• Text segment:
★ ★ ★

Next, we have the word ‘happy’. This is a very strange way to talk about, again, bloody terror. Implicitly, it suggests, that the functionaries of the dictatorship and millions of denunciators and informers were in it together with millions of people with anti-Communist views, and that everyone was a similar victim of the ‘Experiment’. The rhetorical question posed by Roger Lewis has an affirmative answer. There were plenty of happy people. They have eagerly taken part in the criminal, genocidal pursuit of their conception of happiness. Mass crimes were part of this genocidal project from the very beginning.

If, as Roger Lewis suggests, no one was happy in the Soviet Union, we would also have to conclude that there must have been many unhappy people in Nazi Germany, who were unhappy for different reasons. Some were unhappy because they were sent to concentration camps. Others were not content because the killing apparatus they identified with was not efficient enough, terror imposed on the occupied lands has not stopped resistance and Germany was losing the war. We do not use this word, however, in the Nazi context, because it is inappropriate under the circumstances. Similarly, there is a huge difference between an unhappy functionary of the terror apparatus and unhappy dying victim. They are both unhappy but on opposite sides of the killing axis, hardly a unifying feature.

Alexander Dolgun was personally tortured by General Ryumin, deputy chief of MGB, the Soviet Ministry of State Security, see ‘Alexander Dolgun’s Story. An American in the Gulag’, by Alexander Dolgun with Patrick Watson, Knopf, New York 1975:

“Do you just sit there?” Ryumin yelled. He knocked me off the chair with a blow to the head. It hurt like hell. I roared as I fell on the floor. Ryumin yelled again, “Aha!”

★ ★ ★

• Recorded data:
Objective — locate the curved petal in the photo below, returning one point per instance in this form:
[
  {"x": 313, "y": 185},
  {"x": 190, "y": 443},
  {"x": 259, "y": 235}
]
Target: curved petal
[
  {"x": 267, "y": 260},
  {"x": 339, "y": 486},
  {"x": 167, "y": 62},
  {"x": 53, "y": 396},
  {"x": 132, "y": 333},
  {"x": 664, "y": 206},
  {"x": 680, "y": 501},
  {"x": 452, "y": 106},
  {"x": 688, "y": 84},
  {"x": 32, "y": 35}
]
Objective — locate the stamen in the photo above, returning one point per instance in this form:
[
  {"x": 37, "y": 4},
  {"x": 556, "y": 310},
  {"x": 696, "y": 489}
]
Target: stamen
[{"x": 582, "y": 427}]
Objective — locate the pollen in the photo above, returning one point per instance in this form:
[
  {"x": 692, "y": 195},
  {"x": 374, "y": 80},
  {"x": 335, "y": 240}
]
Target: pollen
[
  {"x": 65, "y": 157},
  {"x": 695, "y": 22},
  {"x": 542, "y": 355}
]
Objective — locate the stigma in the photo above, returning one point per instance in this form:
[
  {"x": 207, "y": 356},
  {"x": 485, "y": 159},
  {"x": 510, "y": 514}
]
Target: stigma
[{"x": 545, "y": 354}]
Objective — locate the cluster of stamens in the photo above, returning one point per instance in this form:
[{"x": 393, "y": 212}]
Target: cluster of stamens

★ ★ ★

• What you should do: Copy the passage above about the word "happy," starting at "If, as Roger" and ending at "a unifying feature.".

• Written response:
If, as Roger Lewis suggests, no one was happy in the Soviet Union, we would also have to conclude that there must have been many unhappy people in Nazi Germany, who were unhappy for different reasons. Some were unhappy because they were sent to concentration camps. Others were not content because the killing apparatus they identified with was not efficient enough, terror imposed on the occupied lands has not stopped resistance and Germany was losing the war. We do not use this word, however, in the Nazi context, because it is inappropriate under the circumstances. Similarly, there is a huge difference between an unhappy functionary of the terror apparatus and unhappy dying victim. They are both unhappy but on opposite sides of the killing axis, hardly a unifying feature.